- [TEXT SECTION]
------------------------------------
First to ‘concepts’. A mere glance at the NDS and the evolving character of warfare in the wars in Ukraine and the Middle East makes it clear that we will need to develop a range of concepts that, if not truly unique to Australian military culture, are certainly new, unusual and challenging.

Remarkable advances in missile and surveillance technology, for example, imply a very real and tangible threat of short-notice, very-long-range strike against Australian assets, both in the near region and domestically. This threat is new. Combine this with the accelerating proliferation of remote and automated/autonomous systems of all sizes, and the need for a sophisticated Australian Integrated Air and Missile Defence (IAMD) concept is obvious and pressing. Similarly, the wholesale Army tilt towards a focus on littoral and amphibious warfare, one that taps into the character of the Pacific War but with the added potential for hypersonics and layered electronic warfare (EW) attack, requires new concepts of joint littoral warfighting fit for the battlefields of the 21st century. Even newer is the potential for an offensive land-based missile/strike contribution to the control of the air or the sea. The list goes on.
------------------------------------
- [RECORDED DATA]
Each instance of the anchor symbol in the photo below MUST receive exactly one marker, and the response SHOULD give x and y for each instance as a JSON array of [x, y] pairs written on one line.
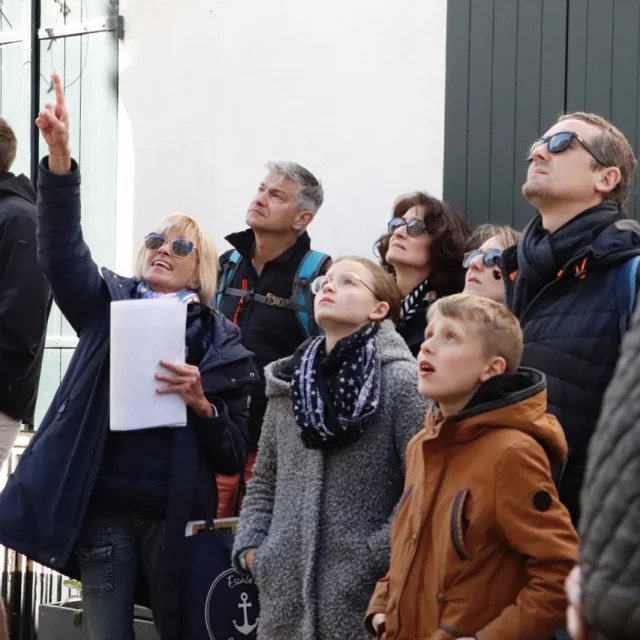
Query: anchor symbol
[[246, 628]]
------------------------------------
- [WHAT TO WORK ON] Carry on the passage on new concepts for Australian military warfighting from the point where it ends.

- [EXERCISE RESULT]
I do not intend to develop these concepts here (other far-more qualified professionals are already doing this work). I will instead consider the method by which they might be orchestrated. Like a musical composition, each concept will need to consider how to weave together all-domain actions in time and space to achieve the desired outcome. An orchestra rightly does not approach this by committee; it relies on a composer or conductor. In the ADF, this has manifest in the idea of ‘Joint Force Integrators’: a Service that takes the conductor role for a given concept, when it predominately resides in their traditional domain. For IAMD, this is rightly the RAAF. For joint littoral warfare, where the outcome is most often on the land, it is the Army. In theory, the conductor ensures that concepts are developed through careful consultation, but without the dangers of consensus.[1]

This is a strong approach, but I argue that we also need to agree a series of core, cornerstone ideas that tie it all together. The first requirement, I believe, is to double down on our collective commitment to the philosophy of manoeuvre warfare. The most used definition of manoeuvre is that of the US Marine Corps, who describe it as ‘a warfighting philosophy that seeks to shatter the enemy’s cohesion through a variety of rapid, focused, and unexpected actions which create a turbulent and rapidly deteriorating situation with which the enemy cannot cope’ (US Marine Corps, 1997). This remains the most suitable unifying approach for a modest-sized military such as ours, one with a necessary focus on asymmetry within a strategy of denial.

Nothing that has emerged so far in the changing character of war fundamentally challenges this. The codification of new domains has not definitively demanded alternatives to manoeuvre theory; it is still just as useful and relevant to speak of ‘manoeuvring’ in space and cyberspace to achieve positional advantage over an enemy. Despite all the talk of a ‘drone revolution’ in Russia’s illegal and immoral invasion of Ukraine,[2] both sides continue to strive to achieve manoeuvre (although this is now exceptionally hard in a continental, land-based attritional war in Eastern Europe).[3] The inherently psychological idea of manoeuvre should, I believe, continue to unify the ADF’s new multi-domain warfighting concepts.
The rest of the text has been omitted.